## [What you should do]
Set every entry down again exactly, omitting none.

## [Supplied data]

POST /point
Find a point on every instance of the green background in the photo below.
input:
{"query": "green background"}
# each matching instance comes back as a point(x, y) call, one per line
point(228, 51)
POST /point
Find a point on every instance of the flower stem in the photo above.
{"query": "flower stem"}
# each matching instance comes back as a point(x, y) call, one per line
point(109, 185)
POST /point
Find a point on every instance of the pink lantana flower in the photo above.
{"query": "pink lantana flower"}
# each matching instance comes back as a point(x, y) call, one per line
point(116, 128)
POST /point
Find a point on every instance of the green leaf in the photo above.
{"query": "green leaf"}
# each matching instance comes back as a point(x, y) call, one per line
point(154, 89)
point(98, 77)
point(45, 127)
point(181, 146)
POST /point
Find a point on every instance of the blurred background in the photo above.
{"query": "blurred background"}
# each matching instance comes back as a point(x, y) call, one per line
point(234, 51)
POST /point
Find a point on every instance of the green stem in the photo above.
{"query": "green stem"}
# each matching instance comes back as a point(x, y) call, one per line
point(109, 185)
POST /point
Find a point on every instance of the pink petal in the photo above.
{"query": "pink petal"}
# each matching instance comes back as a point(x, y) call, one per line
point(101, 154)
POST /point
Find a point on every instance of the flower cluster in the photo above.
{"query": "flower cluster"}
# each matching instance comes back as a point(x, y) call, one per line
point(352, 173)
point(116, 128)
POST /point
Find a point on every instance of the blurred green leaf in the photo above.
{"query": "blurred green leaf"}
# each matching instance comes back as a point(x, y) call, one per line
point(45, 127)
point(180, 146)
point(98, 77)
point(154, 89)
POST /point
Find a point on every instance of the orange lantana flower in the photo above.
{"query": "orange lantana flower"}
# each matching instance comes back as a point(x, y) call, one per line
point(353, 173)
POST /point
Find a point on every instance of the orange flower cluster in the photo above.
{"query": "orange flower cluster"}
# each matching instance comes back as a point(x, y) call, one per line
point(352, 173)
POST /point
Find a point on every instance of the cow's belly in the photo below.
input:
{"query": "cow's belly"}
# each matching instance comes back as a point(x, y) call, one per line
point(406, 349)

## [Solution]
POST /point
Find a point on every instance of the green background in the photo below.
input:
{"query": "green background"}
# each matching instance comes back as a point(x, y) call, one per line
point(228, 51)
POST /point
Find a point on every instance of the flower stem in the photo above.
{"query": "flower stem"}
# each matching instance comes back as a point(x, y) call, one per line
point(109, 185)
POST /point
Find a point on every instance of the pink lantana flower in the photo above.
{"query": "pink lantana flower"}
# each matching instance comes back as a point(x, y) call, one per line
point(116, 128)
POST /point
Find a point on every instance of the green leaf in the photo above.
{"query": "green leaf"}
# each matching instance comes back as a point(x, y) call, one per line
point(154, 89)
point(98, 77)
point(45, 127)
point(181, 146)
POST /point
Find a point on every instance of the blurred background in the photo above.
{"query": "blurred background"}
# each matching instance comes back as a point(x, y) call, one per line
point(234, 51)
POST /point
Find a point on every instance of the green stem in the photo above.
{"query": "green stem"}
# each matching instance comes back as a point(x, y) call, one per line
point(109, 185)
POST /point
Find a point on every instance of the pink petal in the photo above.
{"query": "pink petal"}
# each matching instance comes back as a point(x, y) call, one per line
point(101, 154)
POST /point
Find a point on every instance of the flower cluster in the photo above.
{"query": "flower cluster"}
# each matching instance comes back as a point(x, y) call, one per line
point(352, 173)
point(116, 128)
POST /point
Find a point on every instance of the blurred green leaf in the photo above.
{"query": "blurred green leaf"}
# each matching instance comes back as a point(x, y) call, one per line
point(45, 127)
point(180, 146)
point(98, 77)
point(154, 89)
POST /point
Find a point on every instance of the orange lantana flower in the photo above.
{"query": "orange lantana flower"}
# each matching instance comes back as a point(x, y) call, one per line
point(353, 173)
POST /point
Find a point on every instance of the orange flower cluster in the photo above.
{"query": "orange flower cluster"}
# each matching instance comes back as a point(x, y) call, one per line
point(352, 173)
POST /point
Find a point on every instance of the cow's belly in the photo below.
input:
{"query": "cow's belly"}
# each matching instance comes back as a point(x, y) call, one per line
point(406, 349)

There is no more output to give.